(Stored data entries)
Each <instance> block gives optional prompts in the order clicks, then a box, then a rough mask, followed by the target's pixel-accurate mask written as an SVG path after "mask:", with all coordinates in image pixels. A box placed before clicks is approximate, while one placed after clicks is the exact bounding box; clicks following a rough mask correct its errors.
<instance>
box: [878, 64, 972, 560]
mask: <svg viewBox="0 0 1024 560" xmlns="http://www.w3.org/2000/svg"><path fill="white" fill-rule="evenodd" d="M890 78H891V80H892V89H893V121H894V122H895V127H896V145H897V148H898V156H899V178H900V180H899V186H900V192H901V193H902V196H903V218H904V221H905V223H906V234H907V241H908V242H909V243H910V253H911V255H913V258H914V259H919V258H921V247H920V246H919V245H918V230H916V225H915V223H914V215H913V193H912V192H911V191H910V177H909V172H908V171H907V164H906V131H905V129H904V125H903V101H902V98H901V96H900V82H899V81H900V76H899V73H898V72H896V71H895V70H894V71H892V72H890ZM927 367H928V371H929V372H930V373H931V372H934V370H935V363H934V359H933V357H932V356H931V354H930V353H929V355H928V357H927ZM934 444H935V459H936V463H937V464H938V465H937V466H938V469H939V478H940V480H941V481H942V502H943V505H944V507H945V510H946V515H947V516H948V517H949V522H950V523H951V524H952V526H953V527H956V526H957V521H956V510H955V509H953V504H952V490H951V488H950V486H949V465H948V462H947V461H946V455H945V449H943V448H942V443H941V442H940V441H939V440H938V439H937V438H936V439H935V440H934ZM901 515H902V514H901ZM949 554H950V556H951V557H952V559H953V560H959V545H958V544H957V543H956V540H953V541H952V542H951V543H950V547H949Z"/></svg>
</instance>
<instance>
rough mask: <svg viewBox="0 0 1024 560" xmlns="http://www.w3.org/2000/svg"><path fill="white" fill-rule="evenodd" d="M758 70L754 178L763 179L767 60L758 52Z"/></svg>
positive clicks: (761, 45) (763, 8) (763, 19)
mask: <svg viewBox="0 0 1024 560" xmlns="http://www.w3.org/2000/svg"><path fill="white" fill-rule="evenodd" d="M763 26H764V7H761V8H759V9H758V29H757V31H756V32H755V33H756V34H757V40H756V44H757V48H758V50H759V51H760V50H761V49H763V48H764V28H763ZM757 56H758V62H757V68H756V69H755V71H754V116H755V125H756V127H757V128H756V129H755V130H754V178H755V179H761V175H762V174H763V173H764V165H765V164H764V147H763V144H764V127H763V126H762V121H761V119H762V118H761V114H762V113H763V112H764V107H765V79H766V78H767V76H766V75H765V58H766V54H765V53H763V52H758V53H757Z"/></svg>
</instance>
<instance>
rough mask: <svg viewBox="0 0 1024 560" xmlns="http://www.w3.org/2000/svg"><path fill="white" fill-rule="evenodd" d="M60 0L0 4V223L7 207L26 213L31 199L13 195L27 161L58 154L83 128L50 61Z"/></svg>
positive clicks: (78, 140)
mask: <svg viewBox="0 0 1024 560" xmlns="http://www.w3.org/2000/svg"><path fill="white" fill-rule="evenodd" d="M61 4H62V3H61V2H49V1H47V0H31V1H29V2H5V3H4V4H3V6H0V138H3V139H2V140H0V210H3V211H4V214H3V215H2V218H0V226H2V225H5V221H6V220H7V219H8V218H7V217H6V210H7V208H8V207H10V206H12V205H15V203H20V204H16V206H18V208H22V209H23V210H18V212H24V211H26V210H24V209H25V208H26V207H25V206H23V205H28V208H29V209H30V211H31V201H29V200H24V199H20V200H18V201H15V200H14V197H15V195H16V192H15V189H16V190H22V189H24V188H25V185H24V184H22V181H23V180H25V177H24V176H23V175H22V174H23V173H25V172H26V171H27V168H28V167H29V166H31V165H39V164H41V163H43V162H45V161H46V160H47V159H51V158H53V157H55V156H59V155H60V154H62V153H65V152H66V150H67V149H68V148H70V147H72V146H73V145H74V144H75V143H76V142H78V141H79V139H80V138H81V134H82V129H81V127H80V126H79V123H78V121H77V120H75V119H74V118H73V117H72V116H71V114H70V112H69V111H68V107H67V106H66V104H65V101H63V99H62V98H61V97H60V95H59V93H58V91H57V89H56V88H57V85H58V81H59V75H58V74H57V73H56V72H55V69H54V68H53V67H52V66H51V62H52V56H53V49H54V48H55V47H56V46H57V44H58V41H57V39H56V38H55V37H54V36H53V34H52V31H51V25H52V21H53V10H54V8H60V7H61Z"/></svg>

- BRIEF
Copy from the entries only those lines that hold the word "rough".

- THE COMPLETED TASK
Each <instance> block gives optional prompts in the order clicks, then a box, then a rough mask, followed by the target's pixel-accurate mask written as an SVG path after "mask:", with all coordinates in image pixels. A box placed before clicks is approximate, while one placed after clicks is the exact bounding box; clicks following a rough mask correct its errors.
rough mask: <svg viewBox="0 0 1024 560" xmlns="http://www.w3.org/2000/svg"><path fill="white" fill-rule="evenodd" d="M758 70L754 178L763 179L767 60L758 52Z"/></svg>
rough mask: <svg viewBox="0 0 1024 560" xmlns="http://www.w3.org/2000/svg"><path fill="white" fill-rule="evenodd" d="M60 0L0 4V223L7 207L26 213L31 199L13 195L27 161L58 154L83 128L50 61Z"/></svg>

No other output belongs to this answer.